● Document segment
In fact, if God had tried to prove that He existed or that His Word was flawless, then any evidence or proof would be greater than God and His Word. But God knows that nothing is greater than His Word, and therefore He doesn’t stoop to our carnal desires for such proofs.
There ya have it, boys and girls. Only the 66 books of the Protestant Bible are from God. Why? Because the Bible says so. So there, take that you liberals! Hodge and his daddy-in-law Ham are presuppositionalists. They presuppose that the Christian God is the one true God and that the 66 books of Bible are this God’s words. No evidence is necessary. These truths are correct because Hodge and Ham, and by extension God, say they are.
According to Hodge, God will not contradict himself. Yes, sir he says that sober and with straight face. Here’s the quote:
In the Bible, we read that God cannot lie (Titus 1:2; Hebrews 6:18). This is significant because it means that God’s Word will never have contradictions. Though skeptics have alleged that there are contradictions in the Bible, every such claim has been refuted. This is what we would expect if God’s Word were perfect.
Yet the world is filled with other “religious writings” that claim divine origin or that have been treated as equal to or higher than the Bible on matters of truth or guidelines for living. In other words, these writings are treated as a final authority over the Bible.
Any religious writing that claims divine inspiration or authority equal to the Bible can’t be from God if it has any contradictions: contradictions with the Bible, contradictions within itself, or contradictions with reality.
And around and around we go. These other religious writings cannot be from God because he only wrote one book, the Bible. And unlike Harper Lee of To Kill a Mockingbird fame, God is not planning to write a sequel.

● Exercise brief
Please pick up the commentary on Hodge's claims about the Bible and continue it from its last sentence.

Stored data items
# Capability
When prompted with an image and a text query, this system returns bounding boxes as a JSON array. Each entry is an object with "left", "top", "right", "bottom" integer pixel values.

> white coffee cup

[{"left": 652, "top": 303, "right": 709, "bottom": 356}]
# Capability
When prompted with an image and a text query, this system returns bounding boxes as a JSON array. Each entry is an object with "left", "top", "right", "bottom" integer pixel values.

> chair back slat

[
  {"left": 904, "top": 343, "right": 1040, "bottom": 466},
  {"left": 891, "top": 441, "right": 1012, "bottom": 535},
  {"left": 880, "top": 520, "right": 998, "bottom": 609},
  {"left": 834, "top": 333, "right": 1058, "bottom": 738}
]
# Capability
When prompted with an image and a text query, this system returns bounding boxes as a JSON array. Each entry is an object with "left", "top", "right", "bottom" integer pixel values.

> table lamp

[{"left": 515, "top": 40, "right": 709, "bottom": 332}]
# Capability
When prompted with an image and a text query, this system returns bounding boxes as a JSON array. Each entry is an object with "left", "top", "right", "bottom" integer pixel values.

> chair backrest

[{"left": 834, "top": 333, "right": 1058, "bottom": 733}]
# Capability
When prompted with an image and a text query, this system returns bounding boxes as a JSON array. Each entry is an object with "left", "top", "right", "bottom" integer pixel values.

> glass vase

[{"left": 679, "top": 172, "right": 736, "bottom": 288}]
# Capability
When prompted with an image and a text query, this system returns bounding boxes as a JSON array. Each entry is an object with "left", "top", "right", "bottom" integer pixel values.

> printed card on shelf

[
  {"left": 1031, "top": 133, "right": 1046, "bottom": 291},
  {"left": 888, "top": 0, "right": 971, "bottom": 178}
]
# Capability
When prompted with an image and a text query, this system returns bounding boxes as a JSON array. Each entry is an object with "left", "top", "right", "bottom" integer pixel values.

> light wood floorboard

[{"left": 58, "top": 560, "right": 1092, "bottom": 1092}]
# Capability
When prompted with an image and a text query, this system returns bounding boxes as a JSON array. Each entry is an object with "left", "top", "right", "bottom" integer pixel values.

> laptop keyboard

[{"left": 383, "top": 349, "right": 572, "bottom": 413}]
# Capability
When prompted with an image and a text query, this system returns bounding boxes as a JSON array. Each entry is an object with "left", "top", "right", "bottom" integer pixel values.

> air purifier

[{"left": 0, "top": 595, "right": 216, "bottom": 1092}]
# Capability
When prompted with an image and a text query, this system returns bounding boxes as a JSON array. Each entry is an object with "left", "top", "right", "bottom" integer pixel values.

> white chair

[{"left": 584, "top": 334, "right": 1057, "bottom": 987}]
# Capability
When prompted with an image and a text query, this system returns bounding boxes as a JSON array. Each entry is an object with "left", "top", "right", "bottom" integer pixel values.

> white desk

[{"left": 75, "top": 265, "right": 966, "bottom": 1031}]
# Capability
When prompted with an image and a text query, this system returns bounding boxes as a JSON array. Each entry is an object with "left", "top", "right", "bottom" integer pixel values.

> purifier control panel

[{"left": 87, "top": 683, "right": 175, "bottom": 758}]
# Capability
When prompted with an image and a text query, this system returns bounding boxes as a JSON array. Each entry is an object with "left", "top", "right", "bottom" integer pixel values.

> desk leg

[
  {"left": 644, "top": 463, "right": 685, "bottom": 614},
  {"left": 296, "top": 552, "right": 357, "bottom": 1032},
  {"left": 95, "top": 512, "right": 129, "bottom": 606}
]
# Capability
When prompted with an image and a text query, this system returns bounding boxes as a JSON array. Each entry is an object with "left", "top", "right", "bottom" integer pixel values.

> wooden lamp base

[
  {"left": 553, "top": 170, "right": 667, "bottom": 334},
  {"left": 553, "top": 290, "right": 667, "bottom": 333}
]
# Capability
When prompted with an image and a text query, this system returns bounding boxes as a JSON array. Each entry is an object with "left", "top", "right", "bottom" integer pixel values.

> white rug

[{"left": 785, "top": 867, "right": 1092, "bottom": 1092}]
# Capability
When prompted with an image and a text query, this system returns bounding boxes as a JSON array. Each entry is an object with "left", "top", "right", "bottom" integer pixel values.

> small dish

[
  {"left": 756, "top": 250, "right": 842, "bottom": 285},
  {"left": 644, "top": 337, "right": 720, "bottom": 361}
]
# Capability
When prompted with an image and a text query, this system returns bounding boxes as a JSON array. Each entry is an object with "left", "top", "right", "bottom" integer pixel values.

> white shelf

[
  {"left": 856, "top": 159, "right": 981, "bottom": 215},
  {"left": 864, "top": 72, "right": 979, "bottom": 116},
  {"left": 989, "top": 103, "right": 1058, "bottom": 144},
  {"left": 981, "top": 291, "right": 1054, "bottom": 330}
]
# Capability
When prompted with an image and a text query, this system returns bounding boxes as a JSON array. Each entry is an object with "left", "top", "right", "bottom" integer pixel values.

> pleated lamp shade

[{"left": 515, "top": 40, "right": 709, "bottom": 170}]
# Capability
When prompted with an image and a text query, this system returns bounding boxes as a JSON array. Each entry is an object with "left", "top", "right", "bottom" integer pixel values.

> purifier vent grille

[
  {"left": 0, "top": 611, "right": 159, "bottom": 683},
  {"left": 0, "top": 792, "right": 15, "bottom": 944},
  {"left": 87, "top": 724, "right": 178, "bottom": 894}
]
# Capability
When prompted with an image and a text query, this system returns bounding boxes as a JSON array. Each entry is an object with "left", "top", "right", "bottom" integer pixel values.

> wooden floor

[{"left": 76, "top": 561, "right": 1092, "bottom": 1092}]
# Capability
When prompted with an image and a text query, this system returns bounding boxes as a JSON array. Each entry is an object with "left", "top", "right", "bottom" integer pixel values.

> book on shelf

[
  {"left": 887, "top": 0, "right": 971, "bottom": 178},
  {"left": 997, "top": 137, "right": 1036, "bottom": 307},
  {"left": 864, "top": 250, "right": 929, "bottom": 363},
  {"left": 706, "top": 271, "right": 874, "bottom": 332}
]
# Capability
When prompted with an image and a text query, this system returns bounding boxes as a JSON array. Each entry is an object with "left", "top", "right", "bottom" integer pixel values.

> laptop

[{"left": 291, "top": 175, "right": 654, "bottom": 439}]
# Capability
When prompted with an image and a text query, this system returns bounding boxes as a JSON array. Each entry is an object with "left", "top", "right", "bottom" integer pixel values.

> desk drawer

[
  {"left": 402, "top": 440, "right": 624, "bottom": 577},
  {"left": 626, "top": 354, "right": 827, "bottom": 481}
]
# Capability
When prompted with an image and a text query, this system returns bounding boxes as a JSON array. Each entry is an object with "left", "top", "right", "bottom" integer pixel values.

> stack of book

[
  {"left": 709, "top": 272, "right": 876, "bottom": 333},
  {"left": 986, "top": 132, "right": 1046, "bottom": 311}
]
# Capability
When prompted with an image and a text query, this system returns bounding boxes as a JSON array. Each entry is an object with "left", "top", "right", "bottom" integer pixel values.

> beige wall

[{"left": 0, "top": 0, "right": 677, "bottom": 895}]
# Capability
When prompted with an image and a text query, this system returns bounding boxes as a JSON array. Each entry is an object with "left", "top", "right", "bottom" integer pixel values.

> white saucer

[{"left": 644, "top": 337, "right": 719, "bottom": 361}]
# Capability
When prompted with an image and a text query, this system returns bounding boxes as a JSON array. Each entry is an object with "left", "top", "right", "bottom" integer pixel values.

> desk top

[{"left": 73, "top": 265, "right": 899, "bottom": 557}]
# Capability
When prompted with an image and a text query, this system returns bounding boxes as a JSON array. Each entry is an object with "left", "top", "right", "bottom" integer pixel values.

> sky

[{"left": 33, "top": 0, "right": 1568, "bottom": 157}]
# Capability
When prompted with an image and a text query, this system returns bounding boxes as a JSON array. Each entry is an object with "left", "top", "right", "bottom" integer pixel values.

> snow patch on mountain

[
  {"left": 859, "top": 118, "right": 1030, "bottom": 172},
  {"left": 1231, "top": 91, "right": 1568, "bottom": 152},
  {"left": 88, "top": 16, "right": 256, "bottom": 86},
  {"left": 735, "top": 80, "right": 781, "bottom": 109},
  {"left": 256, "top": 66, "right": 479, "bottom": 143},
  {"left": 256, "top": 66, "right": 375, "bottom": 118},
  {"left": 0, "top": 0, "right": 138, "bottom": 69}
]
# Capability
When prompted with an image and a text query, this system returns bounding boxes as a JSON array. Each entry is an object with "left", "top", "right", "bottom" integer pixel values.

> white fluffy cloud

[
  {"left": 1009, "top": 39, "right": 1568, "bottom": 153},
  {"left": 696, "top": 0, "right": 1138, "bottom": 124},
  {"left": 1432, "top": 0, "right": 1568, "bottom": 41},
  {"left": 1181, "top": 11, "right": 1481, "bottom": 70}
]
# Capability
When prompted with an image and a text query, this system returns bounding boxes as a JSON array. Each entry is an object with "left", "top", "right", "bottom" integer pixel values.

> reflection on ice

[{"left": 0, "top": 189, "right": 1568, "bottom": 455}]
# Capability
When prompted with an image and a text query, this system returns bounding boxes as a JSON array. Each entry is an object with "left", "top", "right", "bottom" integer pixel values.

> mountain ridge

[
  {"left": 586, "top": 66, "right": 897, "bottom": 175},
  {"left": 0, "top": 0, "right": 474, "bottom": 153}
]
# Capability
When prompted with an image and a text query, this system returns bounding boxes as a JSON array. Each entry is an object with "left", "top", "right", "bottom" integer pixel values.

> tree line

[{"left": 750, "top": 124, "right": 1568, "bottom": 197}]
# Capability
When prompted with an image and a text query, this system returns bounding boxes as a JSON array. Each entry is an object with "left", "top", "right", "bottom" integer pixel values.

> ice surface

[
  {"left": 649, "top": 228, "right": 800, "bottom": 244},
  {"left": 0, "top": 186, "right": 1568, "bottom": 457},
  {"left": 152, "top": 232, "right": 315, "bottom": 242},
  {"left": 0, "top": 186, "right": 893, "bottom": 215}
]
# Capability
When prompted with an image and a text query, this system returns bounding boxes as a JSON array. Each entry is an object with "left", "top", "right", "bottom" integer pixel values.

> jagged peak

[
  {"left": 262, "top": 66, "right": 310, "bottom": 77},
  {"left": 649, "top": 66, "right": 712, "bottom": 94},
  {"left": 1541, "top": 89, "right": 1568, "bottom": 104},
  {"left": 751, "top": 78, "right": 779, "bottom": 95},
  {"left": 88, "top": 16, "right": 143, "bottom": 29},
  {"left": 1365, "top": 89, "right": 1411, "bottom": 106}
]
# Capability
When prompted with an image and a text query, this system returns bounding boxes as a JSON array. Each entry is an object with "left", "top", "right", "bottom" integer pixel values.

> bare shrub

● Answer to the problem
At the end of article, Hodge proves “conclusively” that other religious writings such as the Qur’an and the Book of Mormon are not from God. How does he do this you ask? Why he compares these writings to the Protestant Bible and shows that they have different teachings and words. This is a ploy commonly used by people who think the King James Bible is God’s perfect Word for English-speaking people. Here’s how this works. Take Isaiah 7:14, a verse Evangelicals believe prophesies the virgin birth of Jesus. The King James version renders the verse this way:
Therefore the Lord himself shall give you a sign; Behold, a virgin shall conceive, and bear a son, and shall call his name Immanuel.
However, the New Revised Standard Version renders the verse this way:
Therefore the Lord himself will give you a sign. Look, the young woman is with child and shall bear a son, and shall name him Immanuel.
Oh Lord, the NRSV takes away the virgin birth, says the King James onlyist. This is PROOF that the NSRV is not from God.
Let me give one more example of this kind of thinking. Take Mark 16:9-20. You know the passage that says in verses 16-18:
He that believeth and is baptized shall be saved; but he that believeth not shall be damned. And these signs shall follow them that believe; In my name shall they cast out devils; they shall speak with new tongues; They shall take up serpents; and if they drink any deadly thing, it shall not hurt them; they shall lay hands on the sick, and they shall recover.
Some newer translations omit this passage or footnote it saying that verses 9-20 are not found in the oldest manuscripts. King James onlyists see this omission as proof that modern versions are removing God’s Words. If God didn’t want these verses in the Bible he would never have written them to start with. But he did, end of story.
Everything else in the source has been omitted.